# Teks Halaman:
########

Kepada wartawan Balipolitika.com, pria yang akrab disapa Bang Togar tersebut selanjutnya menjelaskan hal tersebut menjadi perhatian serius baginya, mengingat banyaknya Laporan Polisi (LP) terhadap Advokat yang dilakukan baik oleh pihak yang merasa dirugikan maupun oleh mantan kliennya sendiri. Di sisi lain, hubungan antara advokat dan klien itu secara hukum telah sah terikat berdasarkan ketentuan Pasal 1320 Kitab Undang-Undang Hukum Perdata (KUHPerdata) tentang syarat sahnya perjanjian, yang diperkuat dengan Pasal 1338 KUHPerdata yang menyatakan bahwa setiap perjanjian berlaku sebagai undang-undang bagi para pihak yang membuatnya.

########

# Data Tersimpan:

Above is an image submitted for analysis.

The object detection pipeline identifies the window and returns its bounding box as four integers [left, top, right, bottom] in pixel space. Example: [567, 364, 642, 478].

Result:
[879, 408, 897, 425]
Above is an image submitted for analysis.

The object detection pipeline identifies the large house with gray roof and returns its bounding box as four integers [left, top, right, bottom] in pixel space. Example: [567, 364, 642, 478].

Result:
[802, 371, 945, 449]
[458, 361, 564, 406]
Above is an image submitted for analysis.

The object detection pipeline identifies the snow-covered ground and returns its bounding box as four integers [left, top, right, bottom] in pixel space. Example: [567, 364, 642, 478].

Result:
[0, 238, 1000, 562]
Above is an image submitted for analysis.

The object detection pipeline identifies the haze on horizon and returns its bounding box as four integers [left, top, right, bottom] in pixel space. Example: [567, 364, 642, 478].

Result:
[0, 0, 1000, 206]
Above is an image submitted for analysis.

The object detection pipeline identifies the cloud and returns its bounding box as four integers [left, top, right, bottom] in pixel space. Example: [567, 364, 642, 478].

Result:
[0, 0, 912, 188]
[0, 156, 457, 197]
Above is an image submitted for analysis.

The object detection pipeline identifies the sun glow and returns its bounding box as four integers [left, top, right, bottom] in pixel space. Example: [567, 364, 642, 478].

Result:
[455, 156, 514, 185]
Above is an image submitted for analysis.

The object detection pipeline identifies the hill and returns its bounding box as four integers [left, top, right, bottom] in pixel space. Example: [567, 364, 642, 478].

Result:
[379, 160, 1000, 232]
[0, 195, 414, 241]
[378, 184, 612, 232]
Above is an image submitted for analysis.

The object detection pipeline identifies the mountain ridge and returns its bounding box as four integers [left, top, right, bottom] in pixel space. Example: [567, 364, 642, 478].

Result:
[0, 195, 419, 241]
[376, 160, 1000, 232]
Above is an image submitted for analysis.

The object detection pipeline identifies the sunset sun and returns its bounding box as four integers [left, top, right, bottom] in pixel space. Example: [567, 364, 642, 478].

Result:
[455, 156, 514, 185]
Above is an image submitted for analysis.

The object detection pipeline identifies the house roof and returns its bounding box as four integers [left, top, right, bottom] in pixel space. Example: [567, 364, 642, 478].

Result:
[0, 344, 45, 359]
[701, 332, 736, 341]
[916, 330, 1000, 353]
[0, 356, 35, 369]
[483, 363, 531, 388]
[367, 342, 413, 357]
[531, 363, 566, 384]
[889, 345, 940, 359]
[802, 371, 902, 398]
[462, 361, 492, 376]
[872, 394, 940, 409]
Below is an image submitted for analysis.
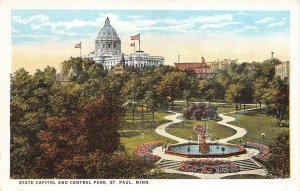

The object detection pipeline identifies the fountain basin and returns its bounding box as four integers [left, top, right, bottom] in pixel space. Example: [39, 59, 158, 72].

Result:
[165, 143, 246, 158]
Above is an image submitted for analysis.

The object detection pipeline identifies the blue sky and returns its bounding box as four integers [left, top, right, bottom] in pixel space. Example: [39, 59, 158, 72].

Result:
[11, 10, 290, 45]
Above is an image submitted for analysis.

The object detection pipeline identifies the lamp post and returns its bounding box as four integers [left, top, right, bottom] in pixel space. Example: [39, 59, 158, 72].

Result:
[187, 137, 192, 155]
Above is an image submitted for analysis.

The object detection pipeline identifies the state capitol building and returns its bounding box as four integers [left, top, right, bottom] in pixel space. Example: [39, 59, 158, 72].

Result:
[83, 18, 164, 70]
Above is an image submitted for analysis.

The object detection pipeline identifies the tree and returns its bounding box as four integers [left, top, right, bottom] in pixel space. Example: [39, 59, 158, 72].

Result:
[122, 74, 143, 121]
[10, 67, 57, 178]
[39, 88, 124, 178]
[264, 77, 289, 125]
[267, 131, 290, 178]
[157, 72, 185, 106]
[145, 90, 159, 123]
[253, 77, 269, 108]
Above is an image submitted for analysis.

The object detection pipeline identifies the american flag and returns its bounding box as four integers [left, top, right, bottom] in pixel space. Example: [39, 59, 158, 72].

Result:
[131, 34, 140, 40]
[75, 42, 81, 48]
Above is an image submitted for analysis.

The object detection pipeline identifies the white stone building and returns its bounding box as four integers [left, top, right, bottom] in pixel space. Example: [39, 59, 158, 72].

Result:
[275, 61, 290, 79]
[83, 18, 164, 70]
[207, 59, 237, 71]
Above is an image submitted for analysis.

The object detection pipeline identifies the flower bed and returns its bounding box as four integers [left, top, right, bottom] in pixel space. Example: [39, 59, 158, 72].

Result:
[194, 124, 206, 133]
[179, 159, 240, 174]
[245, 142, 272, 164]
[134, 141, 163, 161]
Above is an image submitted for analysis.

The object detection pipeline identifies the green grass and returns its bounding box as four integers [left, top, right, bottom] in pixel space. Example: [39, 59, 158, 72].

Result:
[166, 120, 236, 141]
[121, 111, 170, 130]
[121, 129, 175, 154]
[221, 174, 265, 179]
[147, 173, 200, 179]
[170, 102, 255, 113]
[119, 112, 175, 154]
[229, 111, 289, 145]
[212, 103, 255, 113]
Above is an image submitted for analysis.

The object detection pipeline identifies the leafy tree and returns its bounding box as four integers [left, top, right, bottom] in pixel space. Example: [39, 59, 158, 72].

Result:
[39, 89, 124, 178]
[10, 67, 56, 178]
[253, 77, 269, 108]
[145, 90, 159, 122]
[267, 131, 290, 178]
[157, 72, 185, 106]
[264, 77, 289, 125]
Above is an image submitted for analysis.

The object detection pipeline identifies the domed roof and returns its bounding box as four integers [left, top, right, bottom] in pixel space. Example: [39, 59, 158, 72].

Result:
[97, 17, 119, 40]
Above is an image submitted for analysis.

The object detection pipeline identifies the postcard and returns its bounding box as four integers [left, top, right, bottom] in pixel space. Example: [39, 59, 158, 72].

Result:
[0, 0, 300, 191]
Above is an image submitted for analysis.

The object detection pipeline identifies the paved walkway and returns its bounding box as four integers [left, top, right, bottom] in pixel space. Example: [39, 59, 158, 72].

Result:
[152, 108, 265, 179]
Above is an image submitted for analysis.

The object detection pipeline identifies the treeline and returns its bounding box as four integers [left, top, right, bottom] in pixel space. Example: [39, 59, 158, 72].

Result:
[10, 58, 288, 178]
[10, 65, 154, 178]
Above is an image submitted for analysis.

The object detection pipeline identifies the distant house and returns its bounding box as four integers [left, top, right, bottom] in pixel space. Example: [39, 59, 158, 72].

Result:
[112, 55, 126, 75]
[275, 61, 290, 79]
[56, 73, 70, 83]
[174, 57, 216, 78]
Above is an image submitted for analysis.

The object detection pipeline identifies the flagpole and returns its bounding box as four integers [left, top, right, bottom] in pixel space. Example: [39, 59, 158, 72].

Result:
[139, 33, 141, 51]
[80, 42, 82, 58]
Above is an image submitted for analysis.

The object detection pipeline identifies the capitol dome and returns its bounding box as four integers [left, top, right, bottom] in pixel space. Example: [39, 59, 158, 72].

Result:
[95, 17, 121, 56]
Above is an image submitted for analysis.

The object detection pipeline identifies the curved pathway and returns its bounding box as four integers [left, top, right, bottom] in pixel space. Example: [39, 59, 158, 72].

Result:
[153, 108, 265, 179]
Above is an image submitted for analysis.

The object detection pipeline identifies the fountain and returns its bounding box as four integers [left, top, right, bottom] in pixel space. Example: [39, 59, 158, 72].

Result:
[165, 124, 246, 158]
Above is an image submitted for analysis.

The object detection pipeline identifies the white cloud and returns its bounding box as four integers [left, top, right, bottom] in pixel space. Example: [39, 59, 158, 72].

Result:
[11, 28, 19, 34]
[195, 14, 233, 23]
[199, 22, 242, 30]
[267, 21, 286, 28]
[12, 14, 49, 24]
[234, 25, 260, 33]
[128, 15, 144, 19]
[254, 17, 274, 24]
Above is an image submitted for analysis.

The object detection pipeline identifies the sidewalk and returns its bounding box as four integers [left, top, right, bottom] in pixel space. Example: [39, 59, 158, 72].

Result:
[152, 108, 266, 179]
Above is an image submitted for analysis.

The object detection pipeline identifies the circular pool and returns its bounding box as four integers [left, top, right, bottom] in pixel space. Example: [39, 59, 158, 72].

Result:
[165, 143, 246, 158]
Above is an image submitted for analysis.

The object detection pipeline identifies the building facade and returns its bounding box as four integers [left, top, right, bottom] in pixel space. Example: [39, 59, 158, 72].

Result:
[275, 61, 290, 79]
[83, 18, 164, 70]
[174, 57, 216, 78]
[207, 59, 237, 71]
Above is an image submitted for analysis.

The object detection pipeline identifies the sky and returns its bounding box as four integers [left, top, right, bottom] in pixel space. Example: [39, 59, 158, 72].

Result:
[11, 9, 290, 72]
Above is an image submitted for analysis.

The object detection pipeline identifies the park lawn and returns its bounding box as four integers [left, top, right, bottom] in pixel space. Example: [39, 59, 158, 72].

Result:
[212, 103, 255, 114]
[221, 174, 265, 179]
[146, 173, 200, 179]
[121, 129, 175, 154]
[228, 111, 289, 146]
[170, 102, 256, 114]
[122, 111, 171, 129]
[119, 112, 175, 154]
[166, 119, 236, 141]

########

# Daftar Tugas:
A: Berdasarkan teks halaman, jelaskan dalam satu hingga tiga kalimat mengapa hal yang dibicarakan menjadi perhatian serius bagi Bang Togar.
B: Menurut teks halaman, pasal KUHPerdata manakah yang mengatur syarat sahnya perjanjian?
C: Kutip bagian teks halaman mulai dari "Kepada wartawan Balipolitika.com, pria" sampai "pihak yang membuatnya.".
Entri di atas merupakan bahan tersendiri yang terpisah dari teks halaman.

# Hasil Latihan:
A: Hal tersebut menjadi perhatian serius bagi Bang Togar karena banyaknya Laporan Polisi (LP) terhadap advokat. Laporan itu dibuat baik oleh pihak yang merasa dirugikan maupun oleh mantan klien advokat itu sendiri.

B: Pasal 1320 KUHPerdata.

C:
Kepada wartawan Balipolitika.com, pria yang akrab disapa Bang Togar tersebut selanjutnya menjelaskan hal tersebut menjadi perhatian serius baginya, mengingat banyaknya Laporan Polisi (LP) terhadap Advokat yang dilakukan baik oleh pihak yang merasa dirugikan maupun oleh mantan kliennya sendiri. Di sisi lain, hubungan antara advokat dan klien itu secara hukum telah sah terikat berdasarkan ketentuan Pasal 1320 Kitab Undang-Undang Hukum Perdata (KUHPerdata) tentang syarat sahnya perjanjian, yang diperkuat dengan Pasal 1338 KUHPerdata yang menyatakan bahwa setiap perjanjian berlaku sebagai undang-undang bagi para pihak yang membuatnya.